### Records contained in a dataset
· · · · ·

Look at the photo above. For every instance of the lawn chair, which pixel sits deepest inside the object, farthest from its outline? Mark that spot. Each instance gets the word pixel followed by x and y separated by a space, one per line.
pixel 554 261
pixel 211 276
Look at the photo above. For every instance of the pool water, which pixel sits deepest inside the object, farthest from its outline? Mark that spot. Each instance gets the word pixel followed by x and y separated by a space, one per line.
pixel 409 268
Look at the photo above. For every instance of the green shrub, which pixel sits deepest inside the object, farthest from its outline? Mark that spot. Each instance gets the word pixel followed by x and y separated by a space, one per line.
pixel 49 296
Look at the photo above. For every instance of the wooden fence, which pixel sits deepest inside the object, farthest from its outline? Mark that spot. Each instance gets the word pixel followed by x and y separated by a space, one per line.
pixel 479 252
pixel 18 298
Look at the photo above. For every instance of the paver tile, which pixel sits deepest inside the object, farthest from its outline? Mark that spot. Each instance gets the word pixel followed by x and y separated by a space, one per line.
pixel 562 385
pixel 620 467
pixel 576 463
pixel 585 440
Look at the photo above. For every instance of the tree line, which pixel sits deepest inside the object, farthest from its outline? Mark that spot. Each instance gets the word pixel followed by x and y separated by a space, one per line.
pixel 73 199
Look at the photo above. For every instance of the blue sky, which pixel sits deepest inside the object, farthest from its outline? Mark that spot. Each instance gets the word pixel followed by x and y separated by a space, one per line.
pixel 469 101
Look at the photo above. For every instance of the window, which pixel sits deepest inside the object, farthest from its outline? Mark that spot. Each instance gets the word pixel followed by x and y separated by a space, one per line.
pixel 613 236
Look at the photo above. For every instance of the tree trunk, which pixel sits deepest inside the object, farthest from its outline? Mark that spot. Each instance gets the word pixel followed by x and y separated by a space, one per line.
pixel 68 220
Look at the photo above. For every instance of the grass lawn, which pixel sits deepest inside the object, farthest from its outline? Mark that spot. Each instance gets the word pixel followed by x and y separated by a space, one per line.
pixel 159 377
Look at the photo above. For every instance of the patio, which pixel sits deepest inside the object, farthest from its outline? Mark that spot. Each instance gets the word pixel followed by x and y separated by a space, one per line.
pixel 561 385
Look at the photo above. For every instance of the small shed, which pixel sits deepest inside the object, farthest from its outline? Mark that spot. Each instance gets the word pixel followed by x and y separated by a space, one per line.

· · · · ·

### AIM OF THE TASK
Please restate each record exactly as it reads.

### EXERCISE RESULT
Look at the photo above. For every instance of the lawn chair, which pixel sits deepest inside the object, farthest from its outline? Mark that spot. Each instance gets the word pixel followed by x and y separated by a space, one per line.
pixel 554 261
pixel 211 276
Look at the photo above. For every instance of the pool water, which pixel sits deepest inside the object, farthest from its outline? Mark that spot. Each instance gets the word pixel followed by x and y separated by a space, one per line.
pixel 409 268
Look at the photo above. For every instance of the green shrub, which pixel sits deepest inside the object, farthest from its outline? Mark that spot. Each instance gets the word pixel followed by x and y separated by a space, one per line.
pixel 49 296
Look at the photo above. For every instance of the wooden fence, which pixel sits deepest inside the object, farthest from its outline? Mark that spot. Each instance gets the word pixel followed by x and y separated by a space, one per line.
pixel 479 252
pixel 18 298
Look at the photo above. For every instance of the paver tile, which pixel sits deepest inside the object, farthest from its outline? Mark that spot. Each instance gets the word pixel followed by x and y separated by a space, one per line.
pixel 562 385
pixel 620 467
pixel 576 463
pixel 585 440
Look at the photo above. For every instance of the tree line, which pixel sits deepest inside the object, farthest from its outline? Mark that spot. Each instance gets the word pixel followed by x and y separated by a space, one per line.
pixel 73 199
Look at the photo above. For every instance of the blue sky, which pixel sits deepest inside the object, farthest from its outline? Mark that spot. Each instance gets the word pixel followed by x and y separated by a space, one per line.
pixel 469 101
Look at the photo above. For every instance of the window, which pixel sits deepest inside the object, farthest from its outline? Mark that spot. Each instance gets the word pixel followed by x and y separated by a space, one per line.
pixel 613 236
Look at the photo above. For every instance of the tree trunk, which pixel sits deepest inside the object, farthest from its outline? Mark that spot. Each instance gets the word pixel followed by x and y separated by a space, one per line.
pixel 68 220
Look at the photo above. For every instance of the grass lawn, which pixel sits deepest inside the object, farthest from its outline? Mark that spot. Each instance gets the word pixel followed by x and y separated by a space, one per line.
pixel 159 377
Look at the photo above. For every instance of the patio, which pixel sits deepest inside the object, farthest from its outline? Mark that spot. Each instance gets the word pixel followed by x and y separated by a space, one per line.
pixel 561 385
Look at the photo above. For every instance of the small shed, which pixel sits deepest inside the object, farthest from its outline? Mark that spot. Each instance gets the word pixel followed by x and y separated by a space, one per line.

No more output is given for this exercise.